WHAT IS EXPECTED: Setting pictures aside, output exactly the lines from the start of the records to the line with "outline yellow petal, every instance", that line included.

[Stored items]
- - -

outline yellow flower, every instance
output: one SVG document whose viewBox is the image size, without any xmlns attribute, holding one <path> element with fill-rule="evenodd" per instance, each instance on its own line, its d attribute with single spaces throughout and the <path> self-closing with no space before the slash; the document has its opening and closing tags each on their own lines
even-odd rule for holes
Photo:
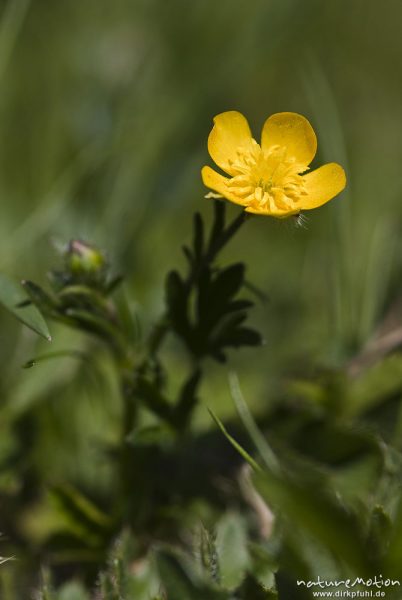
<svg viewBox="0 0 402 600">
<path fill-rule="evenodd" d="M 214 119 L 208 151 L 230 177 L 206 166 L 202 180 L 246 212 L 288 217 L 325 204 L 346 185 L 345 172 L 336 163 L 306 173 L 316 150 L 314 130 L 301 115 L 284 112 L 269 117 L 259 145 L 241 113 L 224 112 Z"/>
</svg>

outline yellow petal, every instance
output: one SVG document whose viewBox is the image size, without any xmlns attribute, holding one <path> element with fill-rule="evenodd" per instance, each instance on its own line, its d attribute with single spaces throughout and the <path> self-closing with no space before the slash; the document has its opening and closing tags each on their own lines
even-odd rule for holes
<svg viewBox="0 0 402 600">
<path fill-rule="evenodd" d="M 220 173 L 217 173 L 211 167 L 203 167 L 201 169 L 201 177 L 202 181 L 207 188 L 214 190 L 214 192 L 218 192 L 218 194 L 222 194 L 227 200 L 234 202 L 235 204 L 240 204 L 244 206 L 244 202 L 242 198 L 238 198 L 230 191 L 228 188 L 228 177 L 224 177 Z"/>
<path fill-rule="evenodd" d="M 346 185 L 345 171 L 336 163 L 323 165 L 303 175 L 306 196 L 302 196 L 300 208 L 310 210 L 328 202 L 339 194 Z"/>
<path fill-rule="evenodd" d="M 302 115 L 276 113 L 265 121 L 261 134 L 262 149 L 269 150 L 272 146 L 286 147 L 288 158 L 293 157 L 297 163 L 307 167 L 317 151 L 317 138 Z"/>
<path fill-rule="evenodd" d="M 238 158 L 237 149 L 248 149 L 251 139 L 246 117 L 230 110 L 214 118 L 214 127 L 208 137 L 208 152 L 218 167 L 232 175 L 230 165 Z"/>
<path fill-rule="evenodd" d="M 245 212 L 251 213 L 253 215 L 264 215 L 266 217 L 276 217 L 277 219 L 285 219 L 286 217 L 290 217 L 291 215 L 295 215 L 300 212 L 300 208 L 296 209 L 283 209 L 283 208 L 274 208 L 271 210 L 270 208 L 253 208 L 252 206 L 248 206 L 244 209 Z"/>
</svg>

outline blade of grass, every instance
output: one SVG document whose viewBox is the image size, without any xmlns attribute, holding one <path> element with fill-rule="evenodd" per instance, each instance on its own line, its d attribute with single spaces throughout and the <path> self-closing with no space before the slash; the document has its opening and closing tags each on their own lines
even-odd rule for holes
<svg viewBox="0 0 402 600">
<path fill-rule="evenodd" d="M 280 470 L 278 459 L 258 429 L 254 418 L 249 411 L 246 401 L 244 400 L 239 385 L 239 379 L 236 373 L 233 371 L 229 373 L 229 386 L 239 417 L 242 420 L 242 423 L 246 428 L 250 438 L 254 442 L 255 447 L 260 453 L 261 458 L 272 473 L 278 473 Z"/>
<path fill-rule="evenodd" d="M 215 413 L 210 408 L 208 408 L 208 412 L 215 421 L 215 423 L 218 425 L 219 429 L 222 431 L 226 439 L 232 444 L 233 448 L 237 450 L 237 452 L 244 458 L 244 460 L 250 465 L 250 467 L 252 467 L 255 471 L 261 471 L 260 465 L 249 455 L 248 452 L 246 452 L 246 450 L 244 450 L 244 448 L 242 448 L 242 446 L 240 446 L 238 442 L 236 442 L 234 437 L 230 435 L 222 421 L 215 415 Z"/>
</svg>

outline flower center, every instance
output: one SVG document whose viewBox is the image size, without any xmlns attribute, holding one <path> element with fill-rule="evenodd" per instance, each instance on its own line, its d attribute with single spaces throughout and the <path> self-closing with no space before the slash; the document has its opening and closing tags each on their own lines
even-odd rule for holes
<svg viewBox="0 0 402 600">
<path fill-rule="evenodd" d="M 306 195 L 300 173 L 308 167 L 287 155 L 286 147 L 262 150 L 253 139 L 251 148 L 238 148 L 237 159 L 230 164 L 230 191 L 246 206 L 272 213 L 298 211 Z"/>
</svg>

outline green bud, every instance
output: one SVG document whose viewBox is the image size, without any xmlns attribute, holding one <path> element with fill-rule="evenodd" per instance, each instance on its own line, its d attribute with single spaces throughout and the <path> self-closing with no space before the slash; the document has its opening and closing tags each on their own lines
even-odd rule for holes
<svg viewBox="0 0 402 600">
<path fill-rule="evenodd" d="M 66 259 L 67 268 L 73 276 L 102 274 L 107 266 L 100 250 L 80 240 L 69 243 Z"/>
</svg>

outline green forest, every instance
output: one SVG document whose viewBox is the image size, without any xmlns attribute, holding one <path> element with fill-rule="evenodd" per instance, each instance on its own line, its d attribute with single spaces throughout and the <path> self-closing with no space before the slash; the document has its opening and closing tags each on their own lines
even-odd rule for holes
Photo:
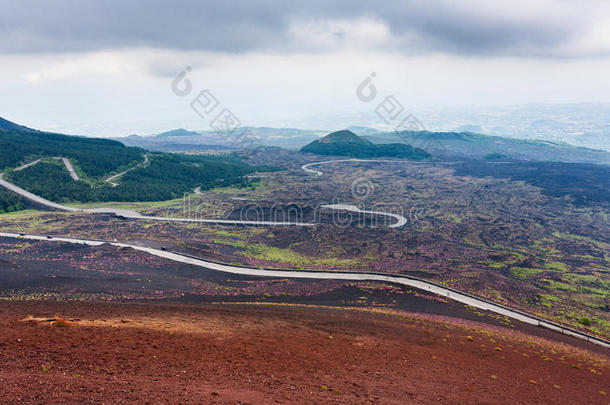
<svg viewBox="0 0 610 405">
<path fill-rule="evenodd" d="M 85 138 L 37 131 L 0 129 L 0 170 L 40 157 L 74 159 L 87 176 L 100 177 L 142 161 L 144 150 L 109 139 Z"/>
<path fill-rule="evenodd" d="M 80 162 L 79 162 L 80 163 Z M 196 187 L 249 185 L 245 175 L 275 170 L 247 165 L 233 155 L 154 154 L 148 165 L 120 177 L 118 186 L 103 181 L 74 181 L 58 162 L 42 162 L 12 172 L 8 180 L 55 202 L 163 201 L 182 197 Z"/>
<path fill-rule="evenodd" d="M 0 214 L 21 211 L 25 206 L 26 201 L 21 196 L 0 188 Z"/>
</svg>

- - -

SOLVED PROBLEM:
outline yellow flower, every instance
output: one SVG document whose viewBox is the image size, without any xmlns attribute, holding one <path> element with fill-rule="evenodd" per instance, each instance on its own line, its d attribute with single spaces throughout and the <path> self-closing with no space before the slash; the document has its opening and closing tags each on their own lines
even-odd rule for holes
Photo:
<svg viewBox="0 0 402 600">
<path fill-rule="evenodd" d="M 214 119 L 208 151 L 230 177 L 206 166 L 202 180 L 246 212 L 288 217 L 325 204 L 346 185 L 345 172 L 336 163 L 306 173 L 316 150 L 314 130 L 301 115 L 284 112 L 269 117 L 259 145 L 241 113 L 224 112 Z"/>
</svg>

outline yellow petal, every instance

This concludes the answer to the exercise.